We did not find evidence that these differences accounted for the morality-agency difference in perceived self-superiority. We also did not find any evidence that trait properties moderated the relationship between self-esteem and self-superiority.
However, Study 1 had several limitations. One was the rather modest sample size. Although the achieved sample size was not problematic for the power of the ANOVAs, it may have been problematic for the power of the correlational analyses. Moreover, the self-superiority scales were unsatisfactorily reliable for friendliness, ability, and assertiveness, perhaps due to the limited number of traits per facet. Even more importantly, Study 1 confounded trait valence with trait content as the positive and negative traits came from different trait continua. Yet another limitation was that we operationalized trait ambiguity as the number of different types of behaviors that a trait encompasses. As noted in the introduction, ambiguity may also be understood as being subject to interpretation. Some participants may have used the definition that the instructions provided, and thus rated what some researchers call ‘trait breadth’, whereas others may have used a personal understanding of ‘ambiguity’ as being subject to interpretation.
We addressed these limitations in Study 2. In that study, we also sought to replicate the surprising findings concerning ambiguity before drawing firm conclusions about them, and to examine some additional trait properties. We therefore postpone a more in-depth discussion until after presenting Study 2.
Study 2
Study 2 conceptually replicated Study 1 while addressing the potential methodological limitations that we described in the discussion of Study 1. We present a comparison of the designs of Study 1 and Study 2 in Table 4. As shown in that table, Study 2 disentangled the two meanings of trait ambiguity (calling one of them ‘breadth’ for clarity). It also included more stimulus traits per facet-valence combination than Study 1, and used positive and negative traits with matched contents (i.e., opposite poles on the same continuum). In addition, Study 2 involved a considerably larger sample to optimize the power of the correlational analyses. To keep the experimental session doable for participants, given the larger number of trait properties under study, we no longer examined the role of frequency of feedback.
Table 4
Methodological Differences between Studies 1 and 2.

### Exercise
Reproduce the passage on self-superiority between "We addressed these" and "presenting Study 2.", inclusive, swapping "replicate" for "reproduce".

### Given material
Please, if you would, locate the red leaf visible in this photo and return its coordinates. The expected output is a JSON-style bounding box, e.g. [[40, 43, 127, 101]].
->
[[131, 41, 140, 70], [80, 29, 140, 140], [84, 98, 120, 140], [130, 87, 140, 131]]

### Result of this task
We addressed these limitations in Study 2. In that study, we also sought to reproduce the surprising findings concerning ambiguity before drawing firm conclusions about them, and to examine some additional trait properties. We therefore postpone a more in-depth discussion until after presenting Study 2.